BEGIN Reading text

The script includes the following steps:
SLURM Configuration
Environment Setup
Docker/Podman Container Setup
Ray Cluster Initialization
Data Preprocessing
Model Setup
Training Launch
slurm_script.sh
#!/bin/bash
#SBATCH --job-name=verl-ray-on-slurm
#SBATCH --nodes=2
#SBATCH --ntasks-per-node=2
#SBATCH --mem=200G
#SBATCH --time=30-00:00:00
#SBATCH --gpus-per-node=8
#SBATCH --cpus-per-task=28
#SBATCH --output=../verl_log/slurm-%j.out
#SBATCH --error=../verl_log/slurm-%j.err
#SBATCH --nodelist=gpu-[0,1]
# load necessary modules
### Run this setup
# [Cluster]: Use docker
# docker pull docker.io/rocm/vllm:rocm6.2_mi300_ubuntu20.04_py3.9_vllm_0.6.4
##########################################################################
###The following setting should be set in different project and cluster###
##########################################################################
### Project
CONTAINER_NAME="multinode_verl_training"
IMG="verl.rocm"
DOCKERFILE="docker/Dockerfile.rocm"
# echo $PWD
verl_workdir="${HOME}/projects/verl_upstream"
export TRANSFORMERS_CACHE="${HOME}/.cache/huggingface"
export HF_HOME=$TRANSFORMERS_CACHE
### Cluster Network Setting
export NCCL_DEBUG=TRACE
export GPU_MAX_HW_QUEUES=2
export TORCH_NCCL_HIGH_PRIORITY=1
export NCCL_CHECKS_DISABLE=1
# export NCCL_IB_HCA=rdma0,rdma1,rdma2,rdma3,rdma4,rdma5,rdma6,rdma7
export NCCL_IB_HCA=mlx5_0,mlx5_1,mlx5_2,mlx5_3,mlx5_4,mlx5_5,mlx5_8,mlx5_9
export NCCL_IB_GID_INDEX=3
export NCCL_CROSS_NIC=0
export CUDA_DEVICE_MAX_CONNECTIONS=1
export NCCL_PROTO=Simple
export RCCL_MSCCL_ENABLE=0
export TOKENIZERS_PARALLELISM=false
export HSA_NO_SCRATCH_RECLAIM=1
##########################################################################
### For rocm and training script
export HIP_VISIBLE_DEVICES=0,1,2,3,4,5,6,7
export ROCR_VISIBLE_DEVICES=$HIP_VISIBLE_DEVICES
export CUDA_VISIBLE_DEVICES=$HIP_VISIBLE_DEVICES
# Build and launch the Docker container
srun bash -c "
# Exit on any error
set -e
# Clean up dangling images (images with <none> tag)
docker image prune -f
# Need to pull the docker first
docker pull docker.io/rocm/vllm:rocm6.2_mi300_ubuntu20.04_py3.9_vllm_0.6.4
if ! docker images --format "{{.Repository}}:{{.Tag}}" | grep -q "${IMG}"; then
echo \"Building ${IMG} image...\"

END Reading text
BEGIN Supplied entries

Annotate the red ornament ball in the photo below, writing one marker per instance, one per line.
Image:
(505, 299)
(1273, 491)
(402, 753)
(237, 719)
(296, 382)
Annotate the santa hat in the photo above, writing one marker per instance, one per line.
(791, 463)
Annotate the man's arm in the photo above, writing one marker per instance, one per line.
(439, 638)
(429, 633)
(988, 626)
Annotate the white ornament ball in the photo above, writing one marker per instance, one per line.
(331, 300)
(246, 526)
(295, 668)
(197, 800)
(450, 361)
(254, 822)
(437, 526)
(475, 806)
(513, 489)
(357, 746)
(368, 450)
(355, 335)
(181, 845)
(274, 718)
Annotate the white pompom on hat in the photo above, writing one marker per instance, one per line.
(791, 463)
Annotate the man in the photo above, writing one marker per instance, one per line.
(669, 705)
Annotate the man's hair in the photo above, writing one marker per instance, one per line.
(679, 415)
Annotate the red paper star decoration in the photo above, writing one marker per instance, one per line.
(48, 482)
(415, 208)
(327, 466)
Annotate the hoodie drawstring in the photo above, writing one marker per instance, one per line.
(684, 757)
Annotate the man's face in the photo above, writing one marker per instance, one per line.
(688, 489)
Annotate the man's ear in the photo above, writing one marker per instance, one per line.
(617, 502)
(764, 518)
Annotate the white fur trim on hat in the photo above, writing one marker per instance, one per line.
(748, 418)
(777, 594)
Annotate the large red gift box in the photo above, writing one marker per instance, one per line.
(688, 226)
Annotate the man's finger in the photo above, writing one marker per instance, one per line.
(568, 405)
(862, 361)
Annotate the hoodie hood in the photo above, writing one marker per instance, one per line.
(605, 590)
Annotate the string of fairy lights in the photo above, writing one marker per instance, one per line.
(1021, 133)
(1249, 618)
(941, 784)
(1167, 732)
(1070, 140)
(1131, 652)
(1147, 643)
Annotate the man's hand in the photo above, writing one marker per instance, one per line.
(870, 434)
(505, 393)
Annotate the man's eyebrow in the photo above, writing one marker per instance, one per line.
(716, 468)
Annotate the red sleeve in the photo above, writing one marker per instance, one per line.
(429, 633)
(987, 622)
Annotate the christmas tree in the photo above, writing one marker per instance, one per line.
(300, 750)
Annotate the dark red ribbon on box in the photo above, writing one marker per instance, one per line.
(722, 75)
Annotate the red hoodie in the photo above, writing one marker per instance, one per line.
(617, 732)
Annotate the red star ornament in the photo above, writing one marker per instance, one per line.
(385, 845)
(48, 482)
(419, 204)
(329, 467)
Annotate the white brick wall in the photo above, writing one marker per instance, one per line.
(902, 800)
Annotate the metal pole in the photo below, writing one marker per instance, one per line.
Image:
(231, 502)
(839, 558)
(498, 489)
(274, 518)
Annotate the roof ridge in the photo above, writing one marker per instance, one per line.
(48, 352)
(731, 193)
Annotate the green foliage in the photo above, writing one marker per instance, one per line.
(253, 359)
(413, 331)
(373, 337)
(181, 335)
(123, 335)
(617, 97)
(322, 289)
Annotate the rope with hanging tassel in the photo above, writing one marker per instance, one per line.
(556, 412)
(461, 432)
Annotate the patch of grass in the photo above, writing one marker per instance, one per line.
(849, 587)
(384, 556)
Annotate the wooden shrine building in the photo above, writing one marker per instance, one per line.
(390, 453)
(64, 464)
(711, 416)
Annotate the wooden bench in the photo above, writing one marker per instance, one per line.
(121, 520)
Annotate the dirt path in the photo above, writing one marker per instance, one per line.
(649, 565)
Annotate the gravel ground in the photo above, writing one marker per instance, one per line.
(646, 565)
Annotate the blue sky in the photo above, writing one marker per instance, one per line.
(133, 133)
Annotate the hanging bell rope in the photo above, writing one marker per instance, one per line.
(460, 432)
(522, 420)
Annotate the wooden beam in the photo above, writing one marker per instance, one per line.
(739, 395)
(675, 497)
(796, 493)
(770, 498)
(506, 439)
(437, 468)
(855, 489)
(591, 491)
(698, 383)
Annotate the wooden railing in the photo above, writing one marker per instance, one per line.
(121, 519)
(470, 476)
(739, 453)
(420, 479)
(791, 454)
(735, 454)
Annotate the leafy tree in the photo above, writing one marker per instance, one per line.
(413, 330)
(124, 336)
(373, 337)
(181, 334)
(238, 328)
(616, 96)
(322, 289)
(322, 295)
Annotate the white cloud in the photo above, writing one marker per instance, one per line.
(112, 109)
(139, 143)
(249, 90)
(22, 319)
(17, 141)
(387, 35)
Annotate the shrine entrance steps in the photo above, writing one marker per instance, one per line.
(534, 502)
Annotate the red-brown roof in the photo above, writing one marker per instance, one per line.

END Supplied entries

**Set problem A**
In the SLURM script, what value is assigned to CONTAINER_NAME?
**Set problem B**
Continue the SLURM script from the line that echoes the image-building message.

**Reply A**
multinode_verl_training

**Reply B**
docker build -f \"${DOCKERFILE}\" -t \"${IMG}\" .
else
echo \"${IMG} image already exists, skipping build\"
fi
# Removing old container if exists
docker rm \"${CONTAINER_NAME}\" 2>/dev/null || true
# Checking network devices
ibdev2netdev
# Launch the docker
docker run --rm -d \
-e HYDRA_FULL_ERROR=1 \
-e HIP_VISIBLE_DEVICES=${HIP_VISIBLE_DEVICES} \
-e ROCR_VISIBLE_DEVICES=${ROCR_VISIBLE_DEVICES} \
-e CUDA_VISIBLE_DEVICES=${CUDA_VISIBLE_DEVICES} \
-e NCCL_DEBUG=${NCCL_DEBUG} \
-e GPU_MAX_HW_QUEUES=${GPU_MAX_HW_QUEUES} \
-e TORCH_NCCL_HIGH_PRIORITY=${TORCH_NCCL_HIGH_PRIORITY} \
-e NCCL_CHECKS_DISABLE=${NCCL_CHECKS_DISABLE} \
-e NCCL_IB_HCA=${NCCL_IB_HCA} \
-e NCCL_IB_GID_INDEX=${NCCL_IB_GID_INDEX} \
-e NCCL_CROSS_NIC=${NCCL_CROSS_NIC} \
-e CUDA_DEVICE_MAX_CONNECTIONS=${CUDA_DEVICE_MAX_CONNECTIONS} \
-e NCCL_PROTO=${NCCL_PROTO} \
-e RCCL_MSCCL_ENABLE=${RCCL_MSCCL_ENABLE} \
-e TOKENIZERS_PARALLELISM=${TOKENIZERS_PARALLELISM} \
-e HSA_NO_SCRATCH_RECLAIM=${HSA_NO_SCRATCH_RECLAIM} \
-e TRANSFORMERS_CACHE=${TRANSFORMERS_CACHE} \
-e HF_HOME=${HF_HOME} \
--network host \
--device /dev/dri \
--device /dev/kfd \
--device /dev/infiniband \
--group-add video \
--cap-add SYS_PTRACE \
--security-opt seccomp=unconfined \
--privileged \
-v \${HOME}:\${HOME} \
-v \${HOME}/.ssh:/root/.ssh \
-w "${verl_workdir}" \
--shm-size 128G \
--name \"${CONTAINER_NAME}\" \
\"${IMG}\" \
tail -f /dev/null
echo \"Container setup completed\"
"
# (Optional): If you do not want to root mode and require assign yuorself as the user
# Please add `-e HOST_UID=$(id -u)` and `-e HOST_GID=$(id -g)` into the above docker launch script.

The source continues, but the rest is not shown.